Work instructions> Can you reproduce the data word for word, from its first line through the line containing "x=175, y=69", both ends included, with the pictures left out?

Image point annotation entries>

....

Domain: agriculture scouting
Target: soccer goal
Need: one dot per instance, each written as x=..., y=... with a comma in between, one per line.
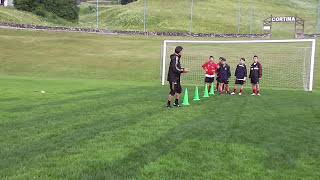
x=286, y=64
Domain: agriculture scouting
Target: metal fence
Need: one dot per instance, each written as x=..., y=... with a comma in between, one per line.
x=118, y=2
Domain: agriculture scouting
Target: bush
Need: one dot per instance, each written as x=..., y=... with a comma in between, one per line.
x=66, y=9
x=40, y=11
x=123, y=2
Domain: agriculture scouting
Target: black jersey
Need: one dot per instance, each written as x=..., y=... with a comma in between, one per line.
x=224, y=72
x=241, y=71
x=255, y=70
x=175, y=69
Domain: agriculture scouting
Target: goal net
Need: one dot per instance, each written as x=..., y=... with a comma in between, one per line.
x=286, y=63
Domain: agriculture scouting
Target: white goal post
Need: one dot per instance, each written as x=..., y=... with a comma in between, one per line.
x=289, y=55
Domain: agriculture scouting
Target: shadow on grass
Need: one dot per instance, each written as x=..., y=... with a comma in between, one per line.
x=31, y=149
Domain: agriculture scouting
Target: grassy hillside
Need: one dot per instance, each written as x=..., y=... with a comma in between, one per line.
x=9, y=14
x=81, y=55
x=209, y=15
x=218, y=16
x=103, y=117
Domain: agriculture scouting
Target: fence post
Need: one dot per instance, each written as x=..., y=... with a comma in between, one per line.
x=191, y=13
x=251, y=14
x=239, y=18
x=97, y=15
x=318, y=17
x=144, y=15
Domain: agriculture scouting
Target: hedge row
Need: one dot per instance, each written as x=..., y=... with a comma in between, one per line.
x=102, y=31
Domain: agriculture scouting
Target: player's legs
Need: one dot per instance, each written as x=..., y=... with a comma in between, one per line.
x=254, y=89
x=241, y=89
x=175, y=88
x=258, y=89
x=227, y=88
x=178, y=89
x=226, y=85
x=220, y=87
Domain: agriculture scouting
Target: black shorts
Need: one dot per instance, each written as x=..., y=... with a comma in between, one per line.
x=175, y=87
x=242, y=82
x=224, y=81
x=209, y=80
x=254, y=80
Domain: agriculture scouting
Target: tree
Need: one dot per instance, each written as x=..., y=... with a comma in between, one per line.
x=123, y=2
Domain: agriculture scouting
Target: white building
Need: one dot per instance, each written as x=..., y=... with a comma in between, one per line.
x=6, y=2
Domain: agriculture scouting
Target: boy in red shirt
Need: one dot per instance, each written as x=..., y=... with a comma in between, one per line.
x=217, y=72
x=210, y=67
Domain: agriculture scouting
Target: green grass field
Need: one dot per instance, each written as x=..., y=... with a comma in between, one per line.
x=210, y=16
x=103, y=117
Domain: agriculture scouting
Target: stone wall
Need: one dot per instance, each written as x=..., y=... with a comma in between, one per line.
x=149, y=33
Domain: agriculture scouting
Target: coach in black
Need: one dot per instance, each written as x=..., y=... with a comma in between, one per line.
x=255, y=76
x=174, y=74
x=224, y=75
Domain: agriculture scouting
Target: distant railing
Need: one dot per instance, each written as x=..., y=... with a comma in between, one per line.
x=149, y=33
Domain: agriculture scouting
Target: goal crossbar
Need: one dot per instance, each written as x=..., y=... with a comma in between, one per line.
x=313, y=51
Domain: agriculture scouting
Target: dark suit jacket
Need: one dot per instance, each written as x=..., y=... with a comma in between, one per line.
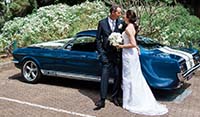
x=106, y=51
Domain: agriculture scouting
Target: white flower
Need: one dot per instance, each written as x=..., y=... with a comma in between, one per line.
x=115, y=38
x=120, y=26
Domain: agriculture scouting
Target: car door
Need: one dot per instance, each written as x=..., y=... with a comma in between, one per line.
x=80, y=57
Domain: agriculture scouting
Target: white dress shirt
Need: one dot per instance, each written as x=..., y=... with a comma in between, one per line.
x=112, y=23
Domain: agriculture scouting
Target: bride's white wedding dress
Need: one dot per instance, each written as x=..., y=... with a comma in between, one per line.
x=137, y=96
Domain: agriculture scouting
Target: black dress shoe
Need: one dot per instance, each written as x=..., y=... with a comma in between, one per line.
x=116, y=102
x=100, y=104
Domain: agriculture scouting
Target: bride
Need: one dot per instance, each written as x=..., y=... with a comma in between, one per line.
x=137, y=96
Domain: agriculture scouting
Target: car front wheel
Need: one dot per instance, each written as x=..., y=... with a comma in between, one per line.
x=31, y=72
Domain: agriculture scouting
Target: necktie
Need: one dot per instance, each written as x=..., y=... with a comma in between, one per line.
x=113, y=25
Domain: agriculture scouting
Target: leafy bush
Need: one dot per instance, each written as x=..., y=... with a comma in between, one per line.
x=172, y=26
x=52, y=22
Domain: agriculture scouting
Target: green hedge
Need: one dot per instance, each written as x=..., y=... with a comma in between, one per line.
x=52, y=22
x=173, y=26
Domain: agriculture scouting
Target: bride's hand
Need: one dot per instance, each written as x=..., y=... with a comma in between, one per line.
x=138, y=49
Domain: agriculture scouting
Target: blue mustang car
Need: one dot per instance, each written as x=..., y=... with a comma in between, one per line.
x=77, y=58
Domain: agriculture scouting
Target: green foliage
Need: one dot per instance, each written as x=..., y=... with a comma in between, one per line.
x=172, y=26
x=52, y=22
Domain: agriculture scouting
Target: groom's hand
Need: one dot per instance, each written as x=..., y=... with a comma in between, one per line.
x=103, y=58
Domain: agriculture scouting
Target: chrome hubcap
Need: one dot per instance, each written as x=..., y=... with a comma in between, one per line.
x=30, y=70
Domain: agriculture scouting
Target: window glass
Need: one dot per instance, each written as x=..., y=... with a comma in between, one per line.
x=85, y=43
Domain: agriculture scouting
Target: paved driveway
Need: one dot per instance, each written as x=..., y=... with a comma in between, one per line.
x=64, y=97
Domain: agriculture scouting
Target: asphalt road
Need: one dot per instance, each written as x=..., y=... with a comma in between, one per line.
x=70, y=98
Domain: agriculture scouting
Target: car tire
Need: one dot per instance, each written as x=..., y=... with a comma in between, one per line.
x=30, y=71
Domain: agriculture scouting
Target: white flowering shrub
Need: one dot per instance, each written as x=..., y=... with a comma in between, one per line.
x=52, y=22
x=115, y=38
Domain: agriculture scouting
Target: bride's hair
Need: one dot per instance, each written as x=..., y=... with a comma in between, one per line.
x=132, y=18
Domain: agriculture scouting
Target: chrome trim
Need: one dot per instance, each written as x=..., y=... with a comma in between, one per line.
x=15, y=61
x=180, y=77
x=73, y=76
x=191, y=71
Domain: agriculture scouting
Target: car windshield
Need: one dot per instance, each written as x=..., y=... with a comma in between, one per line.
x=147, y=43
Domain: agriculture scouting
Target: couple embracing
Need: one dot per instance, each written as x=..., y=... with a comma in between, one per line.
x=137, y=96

....

Output for this task>
Domain: agriculture scouting
Target: soccer goal
Need: one dot per instance, each written as x=..., y=... with a comma in between, one per line.
x=286, y=64
Domain: agriculture scouting
Target: metal fence
Need: one dot per instance, each written as x=..., y=... with a comma in between, one per line.
x=118, y=2
Domain: agriculture scouting
Target: bush
Need: one dot per instance, each written as x=..., y=... with a comma in between, one per line.
x=66, y=9
x=40, y=11
x=123, y=2
Domain: agriculture scouting
Target: black jersey
Need: one dot per instance, each written as x=..., y=... with a comma in between, one per line.
x=224, y=72
x=241, y=71
x=255, y=70
x=175, y=69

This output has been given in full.